**Directions for this task:** Return each line of the material below that contains the word "bank". Case counts.

Stored records:

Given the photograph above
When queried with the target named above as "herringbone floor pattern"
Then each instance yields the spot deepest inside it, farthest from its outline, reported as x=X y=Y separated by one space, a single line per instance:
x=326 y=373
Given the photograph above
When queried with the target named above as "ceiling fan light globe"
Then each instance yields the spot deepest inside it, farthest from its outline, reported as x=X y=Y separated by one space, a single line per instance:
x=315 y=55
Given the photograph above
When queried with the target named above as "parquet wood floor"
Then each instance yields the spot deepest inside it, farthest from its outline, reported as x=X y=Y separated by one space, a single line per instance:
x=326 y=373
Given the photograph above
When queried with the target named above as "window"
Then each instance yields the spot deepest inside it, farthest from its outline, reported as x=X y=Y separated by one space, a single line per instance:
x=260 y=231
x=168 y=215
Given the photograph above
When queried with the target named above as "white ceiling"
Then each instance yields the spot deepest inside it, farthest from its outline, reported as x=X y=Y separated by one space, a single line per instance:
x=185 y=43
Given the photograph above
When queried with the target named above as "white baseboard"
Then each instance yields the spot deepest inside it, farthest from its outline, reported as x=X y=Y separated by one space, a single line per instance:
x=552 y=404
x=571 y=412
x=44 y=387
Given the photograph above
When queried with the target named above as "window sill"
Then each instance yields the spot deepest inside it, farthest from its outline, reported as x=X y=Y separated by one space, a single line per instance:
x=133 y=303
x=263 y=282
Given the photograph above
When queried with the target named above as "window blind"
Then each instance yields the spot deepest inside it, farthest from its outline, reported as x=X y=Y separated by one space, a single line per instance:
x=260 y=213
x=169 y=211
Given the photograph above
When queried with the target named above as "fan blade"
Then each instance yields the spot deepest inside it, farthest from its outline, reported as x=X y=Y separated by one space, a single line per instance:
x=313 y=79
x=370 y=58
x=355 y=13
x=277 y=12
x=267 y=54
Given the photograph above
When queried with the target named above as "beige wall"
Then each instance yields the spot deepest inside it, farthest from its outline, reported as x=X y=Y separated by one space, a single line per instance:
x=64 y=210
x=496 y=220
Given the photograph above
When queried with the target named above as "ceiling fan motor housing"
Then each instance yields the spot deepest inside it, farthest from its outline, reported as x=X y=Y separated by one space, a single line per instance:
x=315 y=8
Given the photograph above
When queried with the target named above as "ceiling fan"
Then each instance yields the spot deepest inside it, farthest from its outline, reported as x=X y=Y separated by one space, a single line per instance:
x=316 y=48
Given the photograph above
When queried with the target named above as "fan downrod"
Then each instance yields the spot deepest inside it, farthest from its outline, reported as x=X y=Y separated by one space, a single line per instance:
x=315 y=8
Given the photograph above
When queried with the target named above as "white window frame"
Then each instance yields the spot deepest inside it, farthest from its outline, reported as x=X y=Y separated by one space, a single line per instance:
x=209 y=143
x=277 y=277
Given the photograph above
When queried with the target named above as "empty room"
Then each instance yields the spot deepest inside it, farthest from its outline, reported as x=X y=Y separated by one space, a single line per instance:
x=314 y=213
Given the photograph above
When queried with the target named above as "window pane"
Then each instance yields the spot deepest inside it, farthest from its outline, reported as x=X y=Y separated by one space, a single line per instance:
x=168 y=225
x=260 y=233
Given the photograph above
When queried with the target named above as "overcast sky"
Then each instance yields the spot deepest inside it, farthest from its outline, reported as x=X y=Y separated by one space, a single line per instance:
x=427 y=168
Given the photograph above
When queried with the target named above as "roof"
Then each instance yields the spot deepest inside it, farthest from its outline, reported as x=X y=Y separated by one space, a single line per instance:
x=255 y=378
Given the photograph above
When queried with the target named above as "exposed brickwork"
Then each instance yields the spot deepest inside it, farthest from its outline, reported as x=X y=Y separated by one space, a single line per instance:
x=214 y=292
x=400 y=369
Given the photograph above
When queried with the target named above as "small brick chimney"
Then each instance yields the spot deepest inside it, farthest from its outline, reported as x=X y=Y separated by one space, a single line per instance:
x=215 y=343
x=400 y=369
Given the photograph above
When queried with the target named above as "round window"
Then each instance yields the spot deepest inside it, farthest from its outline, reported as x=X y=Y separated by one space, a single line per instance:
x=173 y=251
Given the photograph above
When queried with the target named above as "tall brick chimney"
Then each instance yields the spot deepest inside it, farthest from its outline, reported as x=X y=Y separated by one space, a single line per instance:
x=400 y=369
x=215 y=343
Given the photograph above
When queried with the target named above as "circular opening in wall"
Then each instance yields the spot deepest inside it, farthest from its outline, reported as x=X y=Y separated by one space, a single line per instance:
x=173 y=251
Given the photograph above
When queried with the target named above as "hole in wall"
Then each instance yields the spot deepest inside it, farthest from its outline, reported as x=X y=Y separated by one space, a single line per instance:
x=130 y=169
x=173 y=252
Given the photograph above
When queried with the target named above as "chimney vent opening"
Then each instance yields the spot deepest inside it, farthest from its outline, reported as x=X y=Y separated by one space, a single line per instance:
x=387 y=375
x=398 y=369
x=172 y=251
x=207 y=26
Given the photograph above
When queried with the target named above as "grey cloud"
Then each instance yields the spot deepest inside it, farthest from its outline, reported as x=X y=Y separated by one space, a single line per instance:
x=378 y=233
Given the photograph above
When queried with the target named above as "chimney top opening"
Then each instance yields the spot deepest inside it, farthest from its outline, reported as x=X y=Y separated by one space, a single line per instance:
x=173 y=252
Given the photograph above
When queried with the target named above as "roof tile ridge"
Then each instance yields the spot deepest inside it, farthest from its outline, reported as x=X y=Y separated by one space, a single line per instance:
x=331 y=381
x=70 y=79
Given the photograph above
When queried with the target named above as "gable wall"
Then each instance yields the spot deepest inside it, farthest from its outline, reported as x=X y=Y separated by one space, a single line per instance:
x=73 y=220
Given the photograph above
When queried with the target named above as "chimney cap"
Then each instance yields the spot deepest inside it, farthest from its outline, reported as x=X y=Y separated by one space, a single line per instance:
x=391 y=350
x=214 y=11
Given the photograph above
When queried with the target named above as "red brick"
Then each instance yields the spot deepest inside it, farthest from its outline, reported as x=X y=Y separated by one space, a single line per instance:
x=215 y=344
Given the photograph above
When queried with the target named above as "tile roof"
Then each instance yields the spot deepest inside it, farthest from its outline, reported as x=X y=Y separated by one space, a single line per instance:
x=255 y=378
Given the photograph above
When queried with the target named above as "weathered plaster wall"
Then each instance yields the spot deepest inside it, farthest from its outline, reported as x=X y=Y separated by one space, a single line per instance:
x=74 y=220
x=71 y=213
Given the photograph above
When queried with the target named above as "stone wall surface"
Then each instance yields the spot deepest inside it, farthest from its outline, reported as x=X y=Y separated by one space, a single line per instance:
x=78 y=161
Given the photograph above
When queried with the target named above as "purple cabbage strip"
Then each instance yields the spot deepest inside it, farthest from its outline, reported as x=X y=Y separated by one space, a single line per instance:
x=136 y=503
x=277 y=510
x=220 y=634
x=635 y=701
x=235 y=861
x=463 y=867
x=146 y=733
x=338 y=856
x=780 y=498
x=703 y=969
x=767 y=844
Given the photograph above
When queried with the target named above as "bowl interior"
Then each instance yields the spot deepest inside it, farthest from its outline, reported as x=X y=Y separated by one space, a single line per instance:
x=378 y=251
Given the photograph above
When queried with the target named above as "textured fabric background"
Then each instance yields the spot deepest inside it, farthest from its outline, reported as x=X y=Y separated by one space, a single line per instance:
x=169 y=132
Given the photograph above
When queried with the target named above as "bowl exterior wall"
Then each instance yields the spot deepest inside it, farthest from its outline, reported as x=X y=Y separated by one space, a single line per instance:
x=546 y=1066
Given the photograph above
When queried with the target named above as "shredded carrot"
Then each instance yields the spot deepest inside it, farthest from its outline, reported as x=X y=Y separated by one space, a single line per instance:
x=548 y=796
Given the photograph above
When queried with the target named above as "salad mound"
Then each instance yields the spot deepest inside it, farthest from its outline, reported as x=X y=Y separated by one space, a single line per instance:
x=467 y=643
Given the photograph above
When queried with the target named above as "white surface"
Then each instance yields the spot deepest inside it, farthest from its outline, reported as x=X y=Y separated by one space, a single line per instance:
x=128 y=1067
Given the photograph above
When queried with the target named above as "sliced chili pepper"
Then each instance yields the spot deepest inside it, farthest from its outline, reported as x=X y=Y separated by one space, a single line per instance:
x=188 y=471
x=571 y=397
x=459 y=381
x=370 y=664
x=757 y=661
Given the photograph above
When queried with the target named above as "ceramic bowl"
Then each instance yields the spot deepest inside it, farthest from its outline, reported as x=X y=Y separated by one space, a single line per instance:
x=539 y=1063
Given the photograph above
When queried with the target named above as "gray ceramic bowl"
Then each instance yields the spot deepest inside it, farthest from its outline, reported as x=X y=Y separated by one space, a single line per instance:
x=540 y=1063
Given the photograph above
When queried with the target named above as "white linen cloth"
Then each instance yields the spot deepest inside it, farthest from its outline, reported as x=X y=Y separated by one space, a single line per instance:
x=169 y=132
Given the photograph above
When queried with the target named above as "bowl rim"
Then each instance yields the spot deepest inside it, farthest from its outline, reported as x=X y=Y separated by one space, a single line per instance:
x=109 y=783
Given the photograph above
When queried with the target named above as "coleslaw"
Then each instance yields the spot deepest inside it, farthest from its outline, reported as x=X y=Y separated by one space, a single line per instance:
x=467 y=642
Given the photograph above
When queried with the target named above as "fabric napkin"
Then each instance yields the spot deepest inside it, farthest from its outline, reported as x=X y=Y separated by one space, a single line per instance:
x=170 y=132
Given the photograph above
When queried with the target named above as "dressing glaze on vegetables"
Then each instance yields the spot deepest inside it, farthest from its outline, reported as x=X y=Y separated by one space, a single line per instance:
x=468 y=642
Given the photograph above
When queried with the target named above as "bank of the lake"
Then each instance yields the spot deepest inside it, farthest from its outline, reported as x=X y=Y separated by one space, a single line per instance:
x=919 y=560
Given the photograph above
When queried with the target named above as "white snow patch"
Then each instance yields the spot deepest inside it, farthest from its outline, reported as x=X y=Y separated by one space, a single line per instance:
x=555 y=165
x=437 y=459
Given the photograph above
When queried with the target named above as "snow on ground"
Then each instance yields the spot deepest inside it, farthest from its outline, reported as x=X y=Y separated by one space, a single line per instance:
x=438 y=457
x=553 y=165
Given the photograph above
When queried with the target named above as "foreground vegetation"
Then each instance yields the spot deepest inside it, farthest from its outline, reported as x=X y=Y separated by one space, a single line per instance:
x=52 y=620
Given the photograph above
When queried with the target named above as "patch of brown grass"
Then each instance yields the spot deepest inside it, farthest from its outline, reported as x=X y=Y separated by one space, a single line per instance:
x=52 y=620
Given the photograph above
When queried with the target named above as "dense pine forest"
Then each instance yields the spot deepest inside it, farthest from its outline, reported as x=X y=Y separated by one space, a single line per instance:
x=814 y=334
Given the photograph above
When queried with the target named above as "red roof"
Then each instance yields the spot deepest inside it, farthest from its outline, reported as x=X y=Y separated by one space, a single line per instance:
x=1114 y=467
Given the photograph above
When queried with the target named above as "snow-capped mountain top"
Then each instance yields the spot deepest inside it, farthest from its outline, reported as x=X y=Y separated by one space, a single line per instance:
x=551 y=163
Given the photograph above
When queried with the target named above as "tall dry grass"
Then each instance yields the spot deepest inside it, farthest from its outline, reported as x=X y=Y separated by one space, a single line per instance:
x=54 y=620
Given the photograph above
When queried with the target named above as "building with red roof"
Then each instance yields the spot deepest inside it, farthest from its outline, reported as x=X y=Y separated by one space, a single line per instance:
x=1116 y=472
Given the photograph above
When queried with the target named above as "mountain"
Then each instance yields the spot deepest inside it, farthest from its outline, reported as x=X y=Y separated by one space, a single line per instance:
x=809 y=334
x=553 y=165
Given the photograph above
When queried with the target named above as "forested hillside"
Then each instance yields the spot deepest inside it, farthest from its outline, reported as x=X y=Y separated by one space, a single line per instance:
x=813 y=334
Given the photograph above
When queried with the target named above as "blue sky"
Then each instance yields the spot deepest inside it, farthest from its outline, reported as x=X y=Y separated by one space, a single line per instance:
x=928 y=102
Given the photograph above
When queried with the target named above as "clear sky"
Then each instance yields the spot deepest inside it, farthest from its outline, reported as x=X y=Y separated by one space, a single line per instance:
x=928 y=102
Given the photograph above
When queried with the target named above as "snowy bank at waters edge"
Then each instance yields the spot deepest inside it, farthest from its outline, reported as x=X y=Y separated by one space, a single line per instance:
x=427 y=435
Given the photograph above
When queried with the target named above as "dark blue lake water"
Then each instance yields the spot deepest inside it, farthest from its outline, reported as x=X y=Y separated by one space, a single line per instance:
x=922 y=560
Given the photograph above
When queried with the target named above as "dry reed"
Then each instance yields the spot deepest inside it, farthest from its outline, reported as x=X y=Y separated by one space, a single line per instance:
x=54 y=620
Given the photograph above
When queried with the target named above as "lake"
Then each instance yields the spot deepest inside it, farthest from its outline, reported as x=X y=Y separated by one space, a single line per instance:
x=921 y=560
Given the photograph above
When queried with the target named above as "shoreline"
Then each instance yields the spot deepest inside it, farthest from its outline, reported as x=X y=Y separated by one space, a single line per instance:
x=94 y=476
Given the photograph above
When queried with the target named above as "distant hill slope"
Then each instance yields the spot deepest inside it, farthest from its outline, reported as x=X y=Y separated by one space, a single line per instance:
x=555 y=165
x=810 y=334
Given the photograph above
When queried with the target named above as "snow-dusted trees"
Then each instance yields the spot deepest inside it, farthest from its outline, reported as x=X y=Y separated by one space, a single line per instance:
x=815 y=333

**Exercise answer:**
When queried with the target named above as "bank of the lake"
When queried with the target named above as "snowy bank at waters edge"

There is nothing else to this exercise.